- [Task details] Exactly as given, output all the records that follow.

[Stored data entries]

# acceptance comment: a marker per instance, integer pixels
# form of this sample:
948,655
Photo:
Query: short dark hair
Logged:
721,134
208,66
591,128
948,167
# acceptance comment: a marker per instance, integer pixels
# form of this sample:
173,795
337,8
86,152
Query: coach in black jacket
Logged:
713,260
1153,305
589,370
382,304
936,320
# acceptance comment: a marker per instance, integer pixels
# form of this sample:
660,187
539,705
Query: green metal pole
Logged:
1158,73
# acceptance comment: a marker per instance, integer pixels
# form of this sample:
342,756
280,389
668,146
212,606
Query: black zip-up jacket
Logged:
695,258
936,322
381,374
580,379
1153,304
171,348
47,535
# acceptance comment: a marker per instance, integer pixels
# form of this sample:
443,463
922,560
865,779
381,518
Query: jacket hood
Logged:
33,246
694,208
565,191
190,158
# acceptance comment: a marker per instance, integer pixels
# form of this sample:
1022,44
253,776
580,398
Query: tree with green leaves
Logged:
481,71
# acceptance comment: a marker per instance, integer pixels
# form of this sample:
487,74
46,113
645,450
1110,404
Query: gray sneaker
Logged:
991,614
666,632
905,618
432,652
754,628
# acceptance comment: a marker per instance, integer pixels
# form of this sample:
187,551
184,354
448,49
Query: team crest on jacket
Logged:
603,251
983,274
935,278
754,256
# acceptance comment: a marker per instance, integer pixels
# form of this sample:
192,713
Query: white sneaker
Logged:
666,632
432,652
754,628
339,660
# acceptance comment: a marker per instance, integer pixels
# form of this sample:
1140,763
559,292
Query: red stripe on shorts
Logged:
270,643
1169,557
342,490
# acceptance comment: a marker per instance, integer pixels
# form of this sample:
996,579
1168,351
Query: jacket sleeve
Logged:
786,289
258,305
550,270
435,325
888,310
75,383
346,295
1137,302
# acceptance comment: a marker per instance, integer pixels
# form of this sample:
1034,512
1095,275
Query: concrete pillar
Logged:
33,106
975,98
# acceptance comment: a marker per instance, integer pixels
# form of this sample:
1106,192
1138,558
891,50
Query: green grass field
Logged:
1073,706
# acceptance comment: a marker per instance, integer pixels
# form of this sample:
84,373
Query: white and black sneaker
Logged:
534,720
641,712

- [Answer for this exercise]
# acceptance comment: a marker per instance, integer pixels
# form of this sample:
948,655
Photo:
Query: short dark hair
Logged:
721,134
208,66
591,128
948,167
# acceptance comment: a marker per instance, integer pixels
# form of this sample:
173,795
337,8
86,152
Query: coach in black jacket
Logged:
713,260
1153,305
589,370
382,304
936,320
# acceptance comment: a marker per instance, integer pixels
# form of this sample:
660,187
539,705
Query: green metal pole
Logged:
1158,73
# acceptance comment: a marker per instance, integer pixels
# form of this sample:
342,756
280,389
668,146
212,606
Query: black zip-up jacket
Logged:
695,258
936,322
381,374
580,379
1153,304
171,348
47,535
# acceptance comment: a marker per instance, integer pixels
# form of this sample:
443,463
922,560
865,779
381,518
Query: jacket hood
Logged:
33,246
694,208
565,191
190,158
# acceptance comment: a marker per instance, integer pixels
# form of this sample:
1022,44
253,776
580,398
Query: tree with green leaves
Logged:
481,71
# acceptance comment: a marker per instance, integer pixels
# form of this sample:
487,74
46,113
645,450
1110,404
Query: gray sneaker
Logged:
991,614
666,632
905,618
432,652
754,628
# acceptance comment: a marker per instance, integer pixels
# form of this sample:
187,551
184,354
448,49
Query: team crest on jacket
Logged:
603,251
983,274
935,278
754,256
# acceptance comment: a marker per instance, integer pixels
# form of this sample:
192,713
Query: white sneaker
Logged:
666,632
432,652
754,628
339,660
# acceptance comment: a marker per instance, integer pixels
# form of this sample:
1140,763
559,292
Query: red stripe on shorts
Logged:
270,643
1169,557
342,490
# acceptance comment: a marker per instance, integer pixels
# form of this sample:
996,579
1168,351
Query: jacket sleeve
Logged:
786,289
258,305
550,270
435,325
888,310
75,383
346,295
1137,302
# acceptance comment: a marker per instance, integer pixels
# form of this sample:
1034,512
1095,275
Query: concrete pillar
Logged:
33,106
975,98
# acceptance comment: a marker per instance, integer pixels
# form of this sample:
1106,192
1138,558
891,50
Query: green grass field
Logged:
1073,706
# acceptance comment: a marker per instance, integer pixels
# form of this sample:
84,373
Query: white and black sneaker
Logged:
534,720
641,712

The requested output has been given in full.